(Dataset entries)
● ● ● ● ● ● ●

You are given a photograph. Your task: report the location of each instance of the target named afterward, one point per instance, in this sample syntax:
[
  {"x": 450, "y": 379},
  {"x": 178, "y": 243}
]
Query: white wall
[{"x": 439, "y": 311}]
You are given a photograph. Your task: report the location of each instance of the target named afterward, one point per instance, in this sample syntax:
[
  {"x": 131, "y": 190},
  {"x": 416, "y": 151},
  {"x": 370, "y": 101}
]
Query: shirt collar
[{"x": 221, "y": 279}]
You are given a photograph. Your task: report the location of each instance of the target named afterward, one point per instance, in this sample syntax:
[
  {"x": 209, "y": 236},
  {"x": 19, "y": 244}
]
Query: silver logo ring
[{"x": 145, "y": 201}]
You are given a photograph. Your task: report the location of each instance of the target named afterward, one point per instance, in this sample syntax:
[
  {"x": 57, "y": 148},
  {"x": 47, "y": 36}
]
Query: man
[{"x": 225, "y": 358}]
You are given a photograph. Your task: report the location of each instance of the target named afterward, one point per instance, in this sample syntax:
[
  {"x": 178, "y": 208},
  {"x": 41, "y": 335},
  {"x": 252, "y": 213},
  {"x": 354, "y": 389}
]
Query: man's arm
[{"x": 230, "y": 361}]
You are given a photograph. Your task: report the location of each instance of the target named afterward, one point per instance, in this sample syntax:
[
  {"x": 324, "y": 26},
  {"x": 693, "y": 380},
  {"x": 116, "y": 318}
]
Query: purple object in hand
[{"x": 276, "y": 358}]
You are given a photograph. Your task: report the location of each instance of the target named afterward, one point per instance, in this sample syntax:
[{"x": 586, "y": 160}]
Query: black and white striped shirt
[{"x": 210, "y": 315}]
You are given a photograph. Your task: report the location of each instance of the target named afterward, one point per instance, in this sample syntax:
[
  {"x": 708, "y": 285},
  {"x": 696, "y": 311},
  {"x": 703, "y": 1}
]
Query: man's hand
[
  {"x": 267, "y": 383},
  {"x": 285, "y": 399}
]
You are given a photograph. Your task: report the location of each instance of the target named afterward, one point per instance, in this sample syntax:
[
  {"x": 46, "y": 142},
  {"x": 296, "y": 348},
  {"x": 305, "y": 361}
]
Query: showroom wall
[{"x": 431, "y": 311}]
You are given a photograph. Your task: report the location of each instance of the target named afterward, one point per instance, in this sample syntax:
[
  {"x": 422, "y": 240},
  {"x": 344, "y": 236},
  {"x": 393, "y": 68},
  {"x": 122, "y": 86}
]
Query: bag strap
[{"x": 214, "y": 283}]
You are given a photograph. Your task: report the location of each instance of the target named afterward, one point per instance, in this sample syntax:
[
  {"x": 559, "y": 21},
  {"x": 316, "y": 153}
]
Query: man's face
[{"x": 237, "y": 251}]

● ● ● ● ● ● ●

**Exercise prompt**
Transcribe all the entries exactly, as they stand.

**Solution**
You are given a photograph. Your task: report the location of each instance of the target named afterward, one point per instance, in this sample syntax:
[
  {"x": 450, "y": 379},
  {"x": 178, "y": 243}
]
Query: white wall
[{"x": 439, "y": 311}]
You are given a photograph. Your task: report the location of each instance of the target named afterward, one point per instance, in this sample syntax:
[
  {"x": 131, "y": 190},
  {"x": 416, "y": 151},
  {"x": 370, "y": 101}
]
Query: shirt collar
[{"x": 221, "y": 279}]
You are given a photograph. Your task: report the location of each instance of the target named afterward, one point per instance, in this sample syntax:
[
  {"x": 209, "y": 236},
  {"x": 19, "y": 244}
]
Query: silver logo ring
[{"x": 145, "y": 201}]
You are given a photograph. Your task: report the location of each instance of the target named afterward, one point per instance, in this sample syntax:
[
  {"x": 57, "y": 148},
  {"x": 47, "y": 36}
]
Query: man
[{"x": 225, "y": 358}]
You are given a photograph. Your task: report the location of each instance of the target named afterward, one point per instance, in this sample syntax:
[
  {"x": 178, "y": 208},
  {"x": 41, "y": 335},
  {"x": 252, "y": 213},
  {"x": 354, "y": 389}
]
Query: man's arm
[{"x": 230, "y": 361}]
You are given a photograph. Your task: report the location of each instance of the target named afterward, one point per instance, in this sample syntax:
[
  {"x": 324, "y": 26},
  {"x": 693, "y": 380},
  {"x": 116, "y": 318}
]
Query: purple object in hand
[{"x": 276, "y": 358}]
You are given a photograph. Your task: report the location of each instance of the target named afterward, one point per instance, in this sample syntax:
[{"x": 586, "y": 160}]
Query: black and white striped shirt
[{"x": 210, "y": 315}]
You are given a photograph. Your task: report the location of each instance of the target named afterward, one point per instance, in this sample syntax:
[
  {"x": 708, "y": 285},
  {"x": 696, "y": 311},
  {"x": 703, "y": 1}
]
Query: man's hand
[
  {"x": 267, "y": 383},
  {"x": 285, "y": 399}
]
You are given a photograph. Your task: report the location of each instance of the target named afterward, one point per instance, in this sample syntax:
[
  {"x": 46, "y": 142},
  {"x": 296, "y": 348},
  {"x": 305, "y": 361}
]
Query: showroom wall
[{"x": 431, "y": 311}]
You are given a photograph. Your task: report the location of each instance of the target named afterward, one point per instance, in this sample syntax:
[
  {"x": 422, "y": 240},
  {"x": 344, "y": 236},
  {"x": 393, "y": 68},
  {"x": 122, "y": 86}
]
Query: bag strap
[{"x": 214, "y": 283}]
You are given a photograph. Your task: report the location of each instance of the target named afterward, one point per instance, in this sample syntax:
[
  {"x": 559, "y": 21},
  {"x": 316, "y": 153}
]
Query: man's face
[{"x": 237, "y": 251}]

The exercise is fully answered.